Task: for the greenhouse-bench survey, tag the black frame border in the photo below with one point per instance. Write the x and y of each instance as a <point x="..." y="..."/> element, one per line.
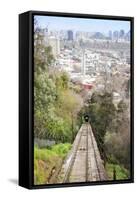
<point x="31" y="15"/>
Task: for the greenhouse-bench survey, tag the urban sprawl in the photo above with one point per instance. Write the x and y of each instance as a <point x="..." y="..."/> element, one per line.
<point x="93" y="60"/>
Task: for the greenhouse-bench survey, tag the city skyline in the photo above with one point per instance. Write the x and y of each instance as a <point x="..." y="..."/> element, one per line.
<point x="82" y="24"/>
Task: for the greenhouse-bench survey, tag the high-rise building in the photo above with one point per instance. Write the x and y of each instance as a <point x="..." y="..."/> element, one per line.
<point x="121" y="34"/>
<point x="115" y="35"/>
<point x="55" y="44"/>
<point x="70" y="35"/>
<point x="110" y="35"/>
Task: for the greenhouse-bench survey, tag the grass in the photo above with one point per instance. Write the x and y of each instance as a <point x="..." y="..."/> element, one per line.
<point x="47" y="159"/>
<point x="121" y="172"/>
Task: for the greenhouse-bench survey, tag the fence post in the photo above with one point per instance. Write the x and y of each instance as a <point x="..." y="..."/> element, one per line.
<point x="114" y="173"/>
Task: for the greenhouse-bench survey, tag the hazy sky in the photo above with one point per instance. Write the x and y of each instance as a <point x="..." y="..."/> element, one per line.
<point x="81" y="24"/>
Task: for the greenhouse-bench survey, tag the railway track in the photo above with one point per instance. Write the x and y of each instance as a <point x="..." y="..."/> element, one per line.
<point x="84" y="163"/>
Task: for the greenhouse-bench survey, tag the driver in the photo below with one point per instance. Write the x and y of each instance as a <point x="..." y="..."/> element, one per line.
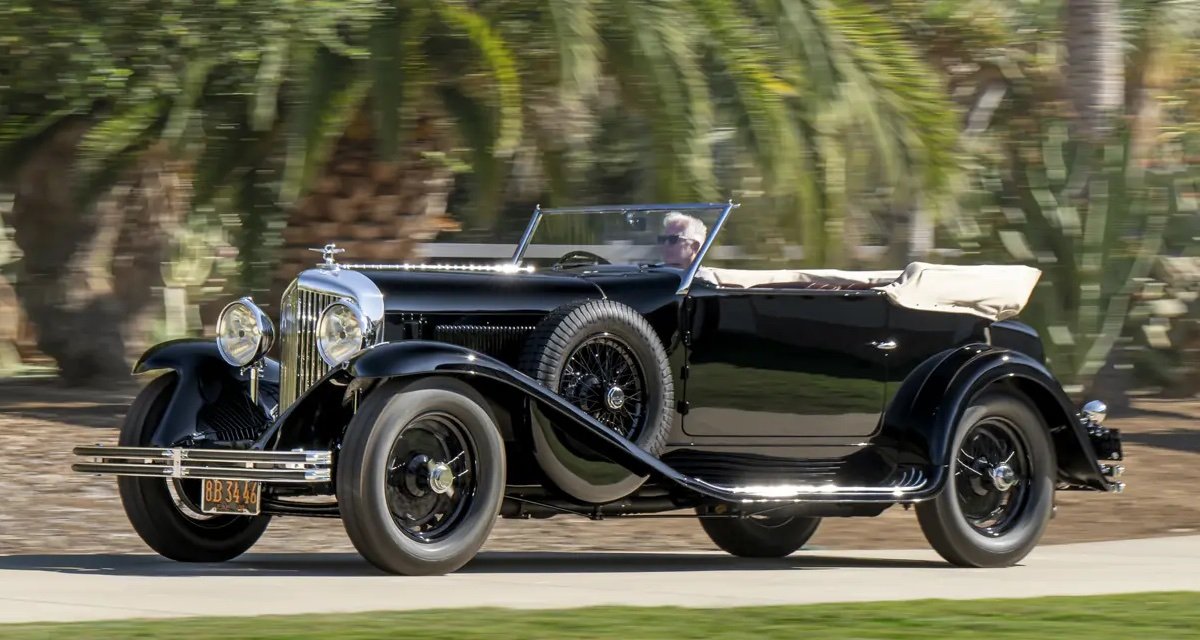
<point x="682" y="237"/>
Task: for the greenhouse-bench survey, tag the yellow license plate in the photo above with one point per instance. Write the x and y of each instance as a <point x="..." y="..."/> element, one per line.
<point x="240" y="497"/>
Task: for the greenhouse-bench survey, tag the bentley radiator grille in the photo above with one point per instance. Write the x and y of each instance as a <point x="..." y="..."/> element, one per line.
<point x="300" y="365"/>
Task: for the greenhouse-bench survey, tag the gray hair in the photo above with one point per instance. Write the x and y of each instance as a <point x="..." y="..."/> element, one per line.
<point x="693" y="227"/>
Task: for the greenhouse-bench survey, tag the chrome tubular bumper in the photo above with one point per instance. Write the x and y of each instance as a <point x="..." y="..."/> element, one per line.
<point x="299" y="466"/>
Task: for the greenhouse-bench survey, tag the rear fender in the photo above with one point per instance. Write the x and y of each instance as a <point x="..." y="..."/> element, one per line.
<point x="921" y="419"/>
<point x="201" y="371"/>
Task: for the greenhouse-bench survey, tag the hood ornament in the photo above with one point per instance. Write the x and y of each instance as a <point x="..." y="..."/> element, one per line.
<point x="327" y="255"/>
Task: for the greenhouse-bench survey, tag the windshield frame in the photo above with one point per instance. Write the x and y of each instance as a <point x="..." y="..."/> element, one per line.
<point x="685" y="282"/>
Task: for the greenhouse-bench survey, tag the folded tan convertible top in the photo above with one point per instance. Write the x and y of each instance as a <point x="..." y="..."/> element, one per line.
<point x="990" y="291"/>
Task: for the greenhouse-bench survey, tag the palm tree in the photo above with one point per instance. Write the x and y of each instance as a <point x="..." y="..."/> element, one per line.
<point x="342" y="120"/>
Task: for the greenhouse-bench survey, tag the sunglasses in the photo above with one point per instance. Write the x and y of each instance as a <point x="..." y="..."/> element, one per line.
<point x="673" y="239"/>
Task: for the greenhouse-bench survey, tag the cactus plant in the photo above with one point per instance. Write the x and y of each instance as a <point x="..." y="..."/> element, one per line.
<point x="1095" y="221"/>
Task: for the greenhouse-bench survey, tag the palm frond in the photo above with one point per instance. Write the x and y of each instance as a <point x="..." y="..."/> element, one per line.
<point x="761" y="94"/>
<point x="501" y="63"/>
<point x="579" y="46"/>
<point x="129" y="125"/>
<point x="334" y="94"/>
<point x="268" y="81"/>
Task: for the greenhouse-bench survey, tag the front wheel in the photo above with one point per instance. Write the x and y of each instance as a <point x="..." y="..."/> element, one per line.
<point x="760" y="537"/>
<point x="421" y="476"/>
<point x="166" y="513"/>
<point x="999" y="496"/>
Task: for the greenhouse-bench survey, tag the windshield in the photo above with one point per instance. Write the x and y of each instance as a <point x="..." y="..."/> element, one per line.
<point x="667" y="235"/>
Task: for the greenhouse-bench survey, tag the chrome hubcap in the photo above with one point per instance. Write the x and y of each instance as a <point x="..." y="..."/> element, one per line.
<point x="441" y="478"/>
<point x="1002" y="477"/>
<point x="615" y="398"/>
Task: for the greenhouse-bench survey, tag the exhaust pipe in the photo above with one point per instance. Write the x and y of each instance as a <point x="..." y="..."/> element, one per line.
<point x="298" y="466"/>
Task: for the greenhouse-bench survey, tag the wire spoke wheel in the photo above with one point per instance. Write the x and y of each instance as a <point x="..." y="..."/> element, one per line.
<point x="603" y="377"/>
<point x="999" y="491"/>
<point x="991" y="476"/>
<point x="431" y="477"/>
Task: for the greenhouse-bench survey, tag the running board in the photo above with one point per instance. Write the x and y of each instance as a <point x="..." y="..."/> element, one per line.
<point x="912" y="485"/>
<point x="299" y="466"/>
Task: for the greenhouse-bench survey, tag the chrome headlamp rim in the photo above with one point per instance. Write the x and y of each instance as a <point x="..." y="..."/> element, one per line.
<point x="364" y="324"/>
<point x="265" y="339"/>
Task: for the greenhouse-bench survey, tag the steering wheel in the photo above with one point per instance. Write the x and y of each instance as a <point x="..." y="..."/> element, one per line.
<point x="589" y="257"/>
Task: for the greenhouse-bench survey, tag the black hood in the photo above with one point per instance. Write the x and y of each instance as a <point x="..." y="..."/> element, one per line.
<point x="469" y="292"/>
<point x="485" y="292"/>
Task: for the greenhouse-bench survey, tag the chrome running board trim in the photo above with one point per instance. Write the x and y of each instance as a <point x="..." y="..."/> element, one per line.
<point x="300" y="466"/>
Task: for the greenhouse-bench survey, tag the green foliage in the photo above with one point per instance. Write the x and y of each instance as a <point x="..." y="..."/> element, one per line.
<point x="1164" y="615"/>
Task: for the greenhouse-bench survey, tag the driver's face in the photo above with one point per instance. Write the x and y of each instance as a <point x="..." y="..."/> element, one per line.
<point x="677" y="251"/>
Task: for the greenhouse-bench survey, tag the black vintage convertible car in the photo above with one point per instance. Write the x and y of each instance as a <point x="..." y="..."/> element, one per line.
<point x="611" y="369"/>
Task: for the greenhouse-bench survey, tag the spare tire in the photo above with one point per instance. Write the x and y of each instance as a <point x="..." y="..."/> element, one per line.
<point x="606" y="359"/>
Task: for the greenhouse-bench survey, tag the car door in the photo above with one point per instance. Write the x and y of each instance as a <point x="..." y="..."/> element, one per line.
<point x="802" y="363"/>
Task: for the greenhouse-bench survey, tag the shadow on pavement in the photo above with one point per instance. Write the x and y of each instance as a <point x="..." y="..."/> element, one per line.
<point x="489" y="562"/>
<point x="81" y="406"/>
<point x="1176" y="440"/>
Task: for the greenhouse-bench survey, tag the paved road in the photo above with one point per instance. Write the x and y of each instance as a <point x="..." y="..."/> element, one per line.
<point x="115" y="586"/>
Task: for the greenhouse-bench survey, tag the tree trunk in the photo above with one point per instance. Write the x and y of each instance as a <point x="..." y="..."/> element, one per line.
<point x="377" y="210"/>
<point x="1095" y="64"/>
<point x="87" y="275"/>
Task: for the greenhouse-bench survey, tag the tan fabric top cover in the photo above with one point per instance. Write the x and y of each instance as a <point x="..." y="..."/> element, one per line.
<point x="991" y="291"/>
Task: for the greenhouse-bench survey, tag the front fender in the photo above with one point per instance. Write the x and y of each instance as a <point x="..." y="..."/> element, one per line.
<point x="201" y="371"/>
<point x="921" y="420"/>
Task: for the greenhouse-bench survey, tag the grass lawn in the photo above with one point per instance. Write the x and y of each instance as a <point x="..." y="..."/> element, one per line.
<point x="1147" y="615"/>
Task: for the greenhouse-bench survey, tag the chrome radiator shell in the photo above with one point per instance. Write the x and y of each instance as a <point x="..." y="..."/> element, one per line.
<point x="300" y="307"/>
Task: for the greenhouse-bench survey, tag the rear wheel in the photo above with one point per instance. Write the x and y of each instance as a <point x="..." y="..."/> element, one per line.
<point x="1000" y="494"/>
<point x="760" y="536"/>
<point x="420" y="477"/>
<point x="166" y="513"/>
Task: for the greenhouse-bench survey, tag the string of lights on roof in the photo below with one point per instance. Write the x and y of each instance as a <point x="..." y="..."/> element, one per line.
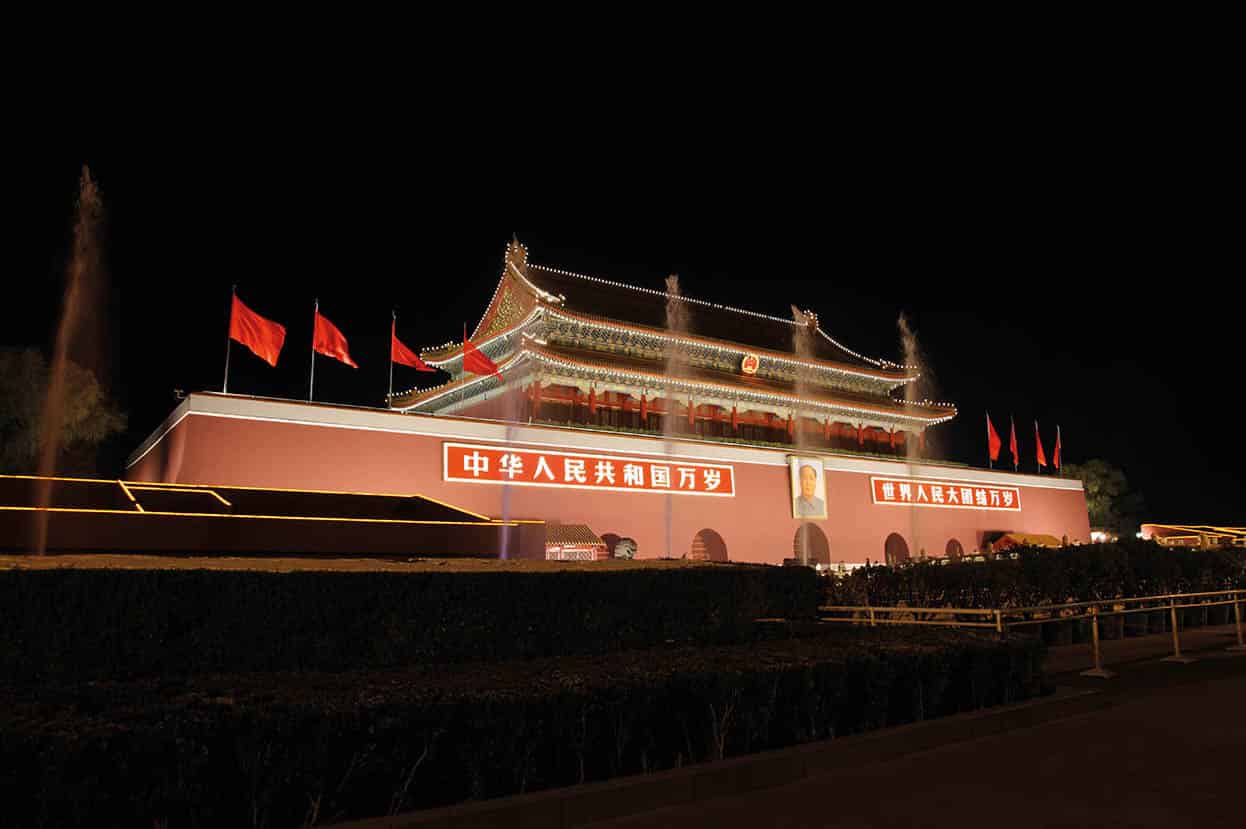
<point x="723" y="349"/>
<point x="685" y="385"/>
<point x="719" y="307"/>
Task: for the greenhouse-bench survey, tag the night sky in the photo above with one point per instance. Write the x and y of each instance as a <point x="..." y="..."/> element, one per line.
<point x="1104" y="302"/>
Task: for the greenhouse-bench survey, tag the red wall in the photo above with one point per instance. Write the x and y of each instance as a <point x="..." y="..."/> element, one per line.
<point x="755" y="524"/>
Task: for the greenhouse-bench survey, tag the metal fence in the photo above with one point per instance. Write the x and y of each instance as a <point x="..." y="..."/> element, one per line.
<point x="1006" y="618"/>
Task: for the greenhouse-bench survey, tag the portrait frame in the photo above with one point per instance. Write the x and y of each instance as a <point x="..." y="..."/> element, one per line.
<point x="806" y="506"/>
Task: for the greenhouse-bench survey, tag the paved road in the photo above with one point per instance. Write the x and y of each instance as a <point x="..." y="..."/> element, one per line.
<point x="1169" y="752"/>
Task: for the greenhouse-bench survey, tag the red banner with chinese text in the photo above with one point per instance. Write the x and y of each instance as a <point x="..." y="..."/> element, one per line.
<point x="907" y="491"/>
<point x="477" y="464"/>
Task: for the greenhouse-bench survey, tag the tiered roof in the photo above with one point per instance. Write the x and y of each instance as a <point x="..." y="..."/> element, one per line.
<point x="532" y="303"/>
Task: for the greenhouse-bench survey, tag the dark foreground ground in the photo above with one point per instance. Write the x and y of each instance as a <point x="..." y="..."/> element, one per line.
<point x="1169" y="751"/>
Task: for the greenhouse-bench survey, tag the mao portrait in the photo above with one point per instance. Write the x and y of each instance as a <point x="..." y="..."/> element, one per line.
<point x="808" y="489"/>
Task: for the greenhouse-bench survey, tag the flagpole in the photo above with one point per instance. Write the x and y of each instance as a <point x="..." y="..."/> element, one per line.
<point x="989" y="461"/>
<point x="224" y="385"/>
<point x="1059" y="461"/>
<point x="1012" y="441"/>
<point x="393" y="334"/>
<point x="314" y="314"/>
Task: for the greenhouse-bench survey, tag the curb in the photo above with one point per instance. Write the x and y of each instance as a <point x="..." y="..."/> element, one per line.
<point x="592" y="802"/>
——
▶ [Problem to work on]: Express the listing from the line containing "Task: for the greenhouse-bench survey, tag the tiered" through the end of the listing, both ends included, as a Markdown table with the columns Row and Line. Number each row and leave out blank lines.

▶ [Reply to the task]:
| Row | Line |
|---|---|
| 1 | Task: for the greenhouse-bench survey, tag the tiered roof in the photo above with one point per instance. Write the x and y of each instance as a <point x="..." y="..."/> element, one per line. |
| 2 | <point x="532" y="303"/> |
| 3 | Task: for the greenhouse-bench survey, tag the dark foreground ground in the photo above with one point per instance. Write the x and y of each instance as a <point x="..." y="..."/> element, one per line. |
| 4 | <point x="1169" y="751"/> |
| 5 | Task: for the greenhouse-bench survey, tag the mao portrait in the photo above with one point per instance. Write the x and y of each instance as a <point x="..." y="..."/> element, one per line. |
| 6 | <point x="808" y="489"/> |
| 7 | Task: for the greenhouse-bench survey, tag the flagpole in the photo above with one point per instance. Write the x and y of each instance as a <point x="..." y="..."/> element, one per line. |
| 8 | <point x="989" y="461"/> |
| 9 | <point x="224" y="385"/> |
| 10 | <point x="1059" y="461"/> |
| 11 | <point x="1012" y="441"/> |
| 12 | <point x="393" y="334"/> |
| 13 | <point x="314" y="314"/> |
| 14 | Task: for the greenhouse-bench survey, tag the curb in the photo above with one point per instance. Write the x and y of each instance as a <point x="..." y="..."/> element, one per line. |
| 15 | <point x="592" y="802"/> |